* start PROVIDED DATA *

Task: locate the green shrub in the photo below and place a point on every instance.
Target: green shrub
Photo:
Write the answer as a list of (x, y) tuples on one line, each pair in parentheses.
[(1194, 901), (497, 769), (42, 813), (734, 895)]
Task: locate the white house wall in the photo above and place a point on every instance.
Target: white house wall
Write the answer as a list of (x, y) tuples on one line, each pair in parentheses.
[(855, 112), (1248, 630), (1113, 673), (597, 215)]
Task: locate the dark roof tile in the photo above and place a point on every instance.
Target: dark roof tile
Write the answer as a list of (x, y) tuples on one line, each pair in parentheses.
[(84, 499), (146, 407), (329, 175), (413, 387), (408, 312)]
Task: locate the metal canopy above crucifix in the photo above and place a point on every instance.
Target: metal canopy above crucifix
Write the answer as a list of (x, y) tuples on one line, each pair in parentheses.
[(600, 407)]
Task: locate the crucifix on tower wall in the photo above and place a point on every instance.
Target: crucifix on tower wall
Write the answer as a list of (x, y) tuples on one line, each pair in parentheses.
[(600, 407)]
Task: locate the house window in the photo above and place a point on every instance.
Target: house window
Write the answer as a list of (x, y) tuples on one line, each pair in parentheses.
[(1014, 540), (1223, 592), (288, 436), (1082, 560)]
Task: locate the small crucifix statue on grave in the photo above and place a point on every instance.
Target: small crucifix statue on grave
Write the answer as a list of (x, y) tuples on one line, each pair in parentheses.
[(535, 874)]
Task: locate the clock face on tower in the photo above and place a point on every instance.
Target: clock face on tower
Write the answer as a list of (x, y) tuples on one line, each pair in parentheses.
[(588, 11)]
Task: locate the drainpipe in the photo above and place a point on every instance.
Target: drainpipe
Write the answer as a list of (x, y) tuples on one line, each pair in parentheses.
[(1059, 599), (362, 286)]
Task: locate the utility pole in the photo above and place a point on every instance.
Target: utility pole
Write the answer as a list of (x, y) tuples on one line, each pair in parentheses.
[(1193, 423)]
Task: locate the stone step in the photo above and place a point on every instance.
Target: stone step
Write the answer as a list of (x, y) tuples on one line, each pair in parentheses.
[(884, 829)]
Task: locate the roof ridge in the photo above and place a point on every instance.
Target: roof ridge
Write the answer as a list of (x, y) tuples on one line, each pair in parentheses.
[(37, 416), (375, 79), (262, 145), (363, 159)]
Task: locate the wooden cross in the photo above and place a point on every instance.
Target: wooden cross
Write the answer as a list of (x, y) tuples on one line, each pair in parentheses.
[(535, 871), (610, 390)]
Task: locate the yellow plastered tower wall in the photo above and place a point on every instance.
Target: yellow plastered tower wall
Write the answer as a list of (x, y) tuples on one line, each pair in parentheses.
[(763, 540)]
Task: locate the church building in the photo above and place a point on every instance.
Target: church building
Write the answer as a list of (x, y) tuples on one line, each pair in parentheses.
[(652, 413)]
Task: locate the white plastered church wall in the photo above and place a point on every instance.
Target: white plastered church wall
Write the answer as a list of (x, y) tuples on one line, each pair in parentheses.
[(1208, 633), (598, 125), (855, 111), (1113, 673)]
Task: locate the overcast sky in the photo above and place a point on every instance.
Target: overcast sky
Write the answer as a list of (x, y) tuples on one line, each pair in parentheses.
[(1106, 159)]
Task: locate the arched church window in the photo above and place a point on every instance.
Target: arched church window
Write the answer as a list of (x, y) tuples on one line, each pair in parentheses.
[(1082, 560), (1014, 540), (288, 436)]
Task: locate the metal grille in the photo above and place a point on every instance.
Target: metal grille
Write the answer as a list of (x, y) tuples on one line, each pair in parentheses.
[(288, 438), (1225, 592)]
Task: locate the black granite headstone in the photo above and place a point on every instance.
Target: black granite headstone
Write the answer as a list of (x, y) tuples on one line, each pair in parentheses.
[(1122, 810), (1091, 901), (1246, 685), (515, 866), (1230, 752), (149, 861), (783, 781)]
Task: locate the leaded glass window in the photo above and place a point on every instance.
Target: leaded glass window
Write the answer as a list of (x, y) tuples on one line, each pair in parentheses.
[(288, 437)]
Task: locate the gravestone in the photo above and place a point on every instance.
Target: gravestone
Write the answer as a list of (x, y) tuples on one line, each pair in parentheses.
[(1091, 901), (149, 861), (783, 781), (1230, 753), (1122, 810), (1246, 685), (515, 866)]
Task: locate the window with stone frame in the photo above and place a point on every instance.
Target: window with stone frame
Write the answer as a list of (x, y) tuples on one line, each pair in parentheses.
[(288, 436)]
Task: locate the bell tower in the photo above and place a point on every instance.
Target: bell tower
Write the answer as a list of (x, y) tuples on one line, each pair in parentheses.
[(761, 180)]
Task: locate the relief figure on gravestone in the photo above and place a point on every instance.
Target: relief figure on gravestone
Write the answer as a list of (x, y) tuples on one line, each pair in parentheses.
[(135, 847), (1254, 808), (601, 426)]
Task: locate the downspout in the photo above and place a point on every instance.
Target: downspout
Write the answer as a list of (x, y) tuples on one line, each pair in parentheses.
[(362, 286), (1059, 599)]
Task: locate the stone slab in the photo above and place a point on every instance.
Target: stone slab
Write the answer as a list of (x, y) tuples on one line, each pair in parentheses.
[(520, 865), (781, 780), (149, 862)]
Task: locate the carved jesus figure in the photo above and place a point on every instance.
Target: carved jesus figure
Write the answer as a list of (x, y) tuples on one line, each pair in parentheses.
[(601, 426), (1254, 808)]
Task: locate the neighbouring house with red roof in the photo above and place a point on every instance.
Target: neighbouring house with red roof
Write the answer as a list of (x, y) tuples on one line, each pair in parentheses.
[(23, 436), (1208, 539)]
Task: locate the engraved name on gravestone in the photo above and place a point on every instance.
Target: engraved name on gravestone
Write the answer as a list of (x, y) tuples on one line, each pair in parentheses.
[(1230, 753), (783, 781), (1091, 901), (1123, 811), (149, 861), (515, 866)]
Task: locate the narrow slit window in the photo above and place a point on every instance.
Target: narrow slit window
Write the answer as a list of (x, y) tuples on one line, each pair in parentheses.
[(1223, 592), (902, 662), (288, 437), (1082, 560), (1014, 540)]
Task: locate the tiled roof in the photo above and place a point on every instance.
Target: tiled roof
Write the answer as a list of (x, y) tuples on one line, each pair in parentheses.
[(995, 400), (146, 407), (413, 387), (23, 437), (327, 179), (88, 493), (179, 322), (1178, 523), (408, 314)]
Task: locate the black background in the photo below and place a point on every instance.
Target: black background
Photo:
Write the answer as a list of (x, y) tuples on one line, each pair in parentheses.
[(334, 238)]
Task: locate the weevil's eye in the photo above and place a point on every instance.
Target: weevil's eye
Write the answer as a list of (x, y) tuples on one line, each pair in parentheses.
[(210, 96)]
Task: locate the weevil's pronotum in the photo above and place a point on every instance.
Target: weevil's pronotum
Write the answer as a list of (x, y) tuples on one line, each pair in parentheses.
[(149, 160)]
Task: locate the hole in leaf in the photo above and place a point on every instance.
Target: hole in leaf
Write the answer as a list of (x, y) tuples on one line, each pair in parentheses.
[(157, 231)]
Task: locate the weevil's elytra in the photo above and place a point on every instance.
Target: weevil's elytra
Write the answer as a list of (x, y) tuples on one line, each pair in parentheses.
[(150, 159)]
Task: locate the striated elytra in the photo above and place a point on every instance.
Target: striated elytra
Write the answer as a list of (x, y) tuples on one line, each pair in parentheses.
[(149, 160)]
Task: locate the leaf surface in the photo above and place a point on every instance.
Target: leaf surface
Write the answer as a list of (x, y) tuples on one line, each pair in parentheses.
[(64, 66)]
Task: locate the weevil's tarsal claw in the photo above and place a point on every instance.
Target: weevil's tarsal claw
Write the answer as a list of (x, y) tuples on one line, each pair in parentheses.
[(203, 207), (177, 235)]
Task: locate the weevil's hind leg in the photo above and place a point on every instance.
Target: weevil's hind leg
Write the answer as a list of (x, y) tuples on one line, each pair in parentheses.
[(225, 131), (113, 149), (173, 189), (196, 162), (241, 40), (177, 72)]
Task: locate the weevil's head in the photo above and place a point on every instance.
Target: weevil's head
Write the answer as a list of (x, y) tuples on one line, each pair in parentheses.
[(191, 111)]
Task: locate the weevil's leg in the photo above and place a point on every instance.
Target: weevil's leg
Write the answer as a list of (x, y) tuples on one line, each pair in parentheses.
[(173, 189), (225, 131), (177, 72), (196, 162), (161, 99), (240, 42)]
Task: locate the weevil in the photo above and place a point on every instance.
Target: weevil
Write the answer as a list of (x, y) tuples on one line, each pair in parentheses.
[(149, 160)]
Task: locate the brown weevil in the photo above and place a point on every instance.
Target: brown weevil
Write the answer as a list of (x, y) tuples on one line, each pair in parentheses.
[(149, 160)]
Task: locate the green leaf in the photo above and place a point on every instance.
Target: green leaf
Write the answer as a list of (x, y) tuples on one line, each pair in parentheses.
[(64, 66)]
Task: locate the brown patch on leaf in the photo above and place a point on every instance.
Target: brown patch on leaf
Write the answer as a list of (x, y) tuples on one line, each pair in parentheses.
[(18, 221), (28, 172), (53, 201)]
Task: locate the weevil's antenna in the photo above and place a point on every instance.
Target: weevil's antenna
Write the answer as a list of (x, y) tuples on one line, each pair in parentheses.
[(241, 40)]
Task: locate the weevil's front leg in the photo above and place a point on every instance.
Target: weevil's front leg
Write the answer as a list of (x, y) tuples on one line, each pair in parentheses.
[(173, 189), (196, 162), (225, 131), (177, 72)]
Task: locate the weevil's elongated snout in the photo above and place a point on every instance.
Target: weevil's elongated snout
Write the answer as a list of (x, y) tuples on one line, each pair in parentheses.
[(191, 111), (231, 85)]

* end PROVIDED DATA *

> YOUR GOAL
Please copy the stretch of the records from the line containing "Task: locate the clock" through the line containing "[(588, 11)]", reproducing each line word for word.

> RESULT OF THIS EXERCISE
Task: locate the clock face on tower in the photo above and place a point on every instance.
Target: clock face on tower
Write the answer as a list of (x, y) tuples on one line, each pair in parentheses.
[(588, 11)]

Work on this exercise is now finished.